#### [TASKS TO CARRY OUT]
A - In the farmers' market article, quote the passage from "The core vendors" to "place every week." word for word.
B - Write the next part of the farmers' market article, starting right after its last sentence.

#### [TEXT PROVIDED]
Farmers’ Market Moves to the Great Outdoors

New Market Manager Ava Bynum aims to make the market a destination

By Alison Rooney

By all accounts, the Cold Spring Farmers’ Market’s (CSFM) move to Boscobel last year worked out exceedingly well for all. The increase in customers made the vendors happy, and Boscobel gained exposure to a broader swathe of the community. Shoppers appreciated the much-improved parking and the layout, making for an easy stroll from stall to stall.

Ava Bynum

Ava Bynum

This year, with the departure of former longtime market manager Steve Bates to the Pleasantville Farmers Market, the CSFM has acquired some new energy in the form of Manager Ava Bynum, who, though being (or perhaps because of being) only 21, is uncorking a fount of ideas all in aid of the market becoming, in her words, “more of a community destination and a source for education.” Calling it a “personal mission” to make local food accessible and affordable, Bynum is going forward with a “whole new push for programming.”

The core vendors will be returning, and there will be a few more “in-rotation” vendors added, including Captain Lawrence Beer and North Winds Lavender Farm. There will be a new seating area and more prepared food sections, including coffee and breakfast options, along with lunch, to encourage people to linger awhile in conjunction with their shopping. This area will overlook a space cleared for performances and demonstrations, which will take place every week.

The first Saturday of each month will see musical performances, including one by Tom Chapin on June 1. The second will be devoted to children’s programs. The hope is for parents to come and grab breakfast and chat with friends while kids enjoy an activity.

On the third Saturday, there will be gardening instructions tailored to the farmers market sensibility. For example, there will be talks on composting, the storage of root vegetables, and components aimed at children, including “farmers market Spanish lessons,” and environmental workshops.

(Pointing records)
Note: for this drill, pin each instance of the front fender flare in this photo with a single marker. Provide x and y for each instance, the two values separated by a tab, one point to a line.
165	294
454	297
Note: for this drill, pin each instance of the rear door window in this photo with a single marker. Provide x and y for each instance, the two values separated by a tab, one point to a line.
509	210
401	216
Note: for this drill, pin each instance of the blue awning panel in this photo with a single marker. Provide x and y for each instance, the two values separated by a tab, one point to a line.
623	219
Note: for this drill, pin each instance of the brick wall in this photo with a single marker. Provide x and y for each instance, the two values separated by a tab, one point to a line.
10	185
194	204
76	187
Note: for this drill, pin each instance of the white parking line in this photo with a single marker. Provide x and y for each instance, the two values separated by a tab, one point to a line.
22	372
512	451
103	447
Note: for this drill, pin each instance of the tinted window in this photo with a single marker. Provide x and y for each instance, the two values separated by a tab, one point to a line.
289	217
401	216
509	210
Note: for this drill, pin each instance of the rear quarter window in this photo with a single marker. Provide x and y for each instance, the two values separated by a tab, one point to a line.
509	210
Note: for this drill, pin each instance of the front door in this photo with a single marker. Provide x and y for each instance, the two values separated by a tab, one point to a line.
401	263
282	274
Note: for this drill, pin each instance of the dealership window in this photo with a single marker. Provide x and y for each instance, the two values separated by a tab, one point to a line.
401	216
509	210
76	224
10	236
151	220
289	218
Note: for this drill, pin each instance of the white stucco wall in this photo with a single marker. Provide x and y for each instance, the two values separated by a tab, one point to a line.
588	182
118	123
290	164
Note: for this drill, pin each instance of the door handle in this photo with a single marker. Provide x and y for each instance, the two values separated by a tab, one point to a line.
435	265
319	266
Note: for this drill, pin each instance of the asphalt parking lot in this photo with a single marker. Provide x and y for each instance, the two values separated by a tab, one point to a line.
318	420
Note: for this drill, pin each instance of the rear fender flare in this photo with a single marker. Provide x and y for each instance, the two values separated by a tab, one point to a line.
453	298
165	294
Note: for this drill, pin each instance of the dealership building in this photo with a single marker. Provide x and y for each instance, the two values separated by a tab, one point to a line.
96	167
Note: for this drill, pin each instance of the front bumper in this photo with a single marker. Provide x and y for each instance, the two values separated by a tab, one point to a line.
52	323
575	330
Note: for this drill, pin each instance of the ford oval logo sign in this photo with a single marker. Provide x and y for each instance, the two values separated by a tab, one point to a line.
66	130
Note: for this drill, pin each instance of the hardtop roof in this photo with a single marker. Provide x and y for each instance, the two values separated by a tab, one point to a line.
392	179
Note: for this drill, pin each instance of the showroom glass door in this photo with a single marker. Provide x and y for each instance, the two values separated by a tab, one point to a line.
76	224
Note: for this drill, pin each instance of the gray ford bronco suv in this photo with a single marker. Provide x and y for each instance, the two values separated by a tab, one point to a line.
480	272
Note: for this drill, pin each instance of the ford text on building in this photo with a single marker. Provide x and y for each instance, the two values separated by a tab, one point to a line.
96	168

* * *

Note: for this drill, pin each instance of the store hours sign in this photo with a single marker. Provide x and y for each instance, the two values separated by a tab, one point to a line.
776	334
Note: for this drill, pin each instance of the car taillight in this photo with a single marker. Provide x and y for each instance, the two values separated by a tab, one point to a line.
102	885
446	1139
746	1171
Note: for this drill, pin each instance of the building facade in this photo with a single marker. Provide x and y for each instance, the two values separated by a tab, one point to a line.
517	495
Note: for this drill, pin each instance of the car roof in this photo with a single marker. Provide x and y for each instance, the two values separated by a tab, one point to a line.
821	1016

==

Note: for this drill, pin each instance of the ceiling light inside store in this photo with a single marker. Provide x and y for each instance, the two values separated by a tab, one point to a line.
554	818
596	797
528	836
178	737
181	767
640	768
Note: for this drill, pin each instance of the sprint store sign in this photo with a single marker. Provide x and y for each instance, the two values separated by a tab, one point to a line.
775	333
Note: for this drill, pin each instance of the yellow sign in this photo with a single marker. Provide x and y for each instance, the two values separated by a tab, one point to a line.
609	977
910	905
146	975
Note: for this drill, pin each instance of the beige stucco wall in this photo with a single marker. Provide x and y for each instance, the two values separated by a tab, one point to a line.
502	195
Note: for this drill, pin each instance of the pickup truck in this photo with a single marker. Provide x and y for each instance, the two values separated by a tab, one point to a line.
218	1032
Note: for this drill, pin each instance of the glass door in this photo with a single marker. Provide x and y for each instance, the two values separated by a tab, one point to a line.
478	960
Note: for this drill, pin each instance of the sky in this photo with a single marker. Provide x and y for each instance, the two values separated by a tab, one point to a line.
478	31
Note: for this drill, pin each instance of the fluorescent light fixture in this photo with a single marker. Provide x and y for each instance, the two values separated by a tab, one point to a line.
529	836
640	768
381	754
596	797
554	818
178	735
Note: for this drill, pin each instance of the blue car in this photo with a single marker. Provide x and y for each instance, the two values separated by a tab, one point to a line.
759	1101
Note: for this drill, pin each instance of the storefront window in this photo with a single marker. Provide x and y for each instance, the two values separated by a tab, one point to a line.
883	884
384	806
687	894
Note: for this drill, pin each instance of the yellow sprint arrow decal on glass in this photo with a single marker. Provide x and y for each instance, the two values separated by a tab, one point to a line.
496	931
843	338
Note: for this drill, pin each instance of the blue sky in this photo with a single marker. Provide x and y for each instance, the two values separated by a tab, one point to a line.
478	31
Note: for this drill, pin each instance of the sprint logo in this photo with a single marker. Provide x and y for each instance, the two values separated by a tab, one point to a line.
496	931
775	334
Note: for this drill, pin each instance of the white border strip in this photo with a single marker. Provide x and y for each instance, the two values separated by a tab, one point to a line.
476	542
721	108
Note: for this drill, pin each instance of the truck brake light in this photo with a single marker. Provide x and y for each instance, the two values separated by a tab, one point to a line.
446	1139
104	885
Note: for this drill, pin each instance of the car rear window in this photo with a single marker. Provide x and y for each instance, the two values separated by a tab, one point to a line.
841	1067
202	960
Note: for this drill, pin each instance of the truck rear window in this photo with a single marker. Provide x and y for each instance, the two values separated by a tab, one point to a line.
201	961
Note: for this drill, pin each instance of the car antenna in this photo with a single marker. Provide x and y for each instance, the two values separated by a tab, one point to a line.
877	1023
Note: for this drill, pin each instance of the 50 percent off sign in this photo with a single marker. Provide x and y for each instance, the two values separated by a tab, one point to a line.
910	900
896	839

#### [THE ANSWERS]
A -
The core vendors will be returning, and there will be a few more “in-rotation” vendors added, including Captain Lawrence Beer and North Winds Lavender Farm. There will be a new seating area and more prepared food sections, including coffee and breakfast options, along with lunch, to encourage people to linger awhile in conjunction with their shopping. This area will overlook a space cleared for performances and demonstrations, which will take place every week.

B -
On fourth Saturdays there will be cooking demonstrations for local chefs or caterers — each with an important stipulation: that the recipe must be purchasable for under $20 for a family of four.

This ties in with Bynum’s wish that there be access to local foods and that the market cater to everyone in the community. She described the market as different from others she has visited in that most of the farmers themselves show up to sell their food here, and that many other regional markets feature crafts produced locally but not necessarily sourced locally.

With CSFM vendors, questions are asked in the vein of, with bakers, “Where are you getting your milk? Your herbs?” If these components are not sourced locally, the market works with the vendor to show them some options for possibly fulfilling this in the future. “It’s about pushing people to make that leap,” said Bynum.

She added that she sees the market as a place to do complete weekly shopping: “your bread, mushrooms, chicken, beef, honey, maple syrup and just an incredible offering — with other markets you have to supplement outside of the market.”

Asked about the economics of such shopping, as perceptions are that farmers market shopping can be pricier and out of reach for some, Bynum replied, “As someone who is living on a budget and feeding myself from the market, it can be done. Also, think about food as part of your health. Sometimes cheap food means cheap food and can have repercussions.” Bynum also mentioned that most of the produce vendors now accept food stamps and W.I.C. vouchers and that she is working with other vendors in hopes of doing the same.

Bynum grew up in Garrison and now lives in Beacon. She began working at the tender age of 11 for Four Winds Farm, a market mainstay, as a cashier — a “random job I picked up which wound up being an introduction to everything else that I’m doing.” She spent a week at Four Winds in her teens, which led to a stay several seasons long.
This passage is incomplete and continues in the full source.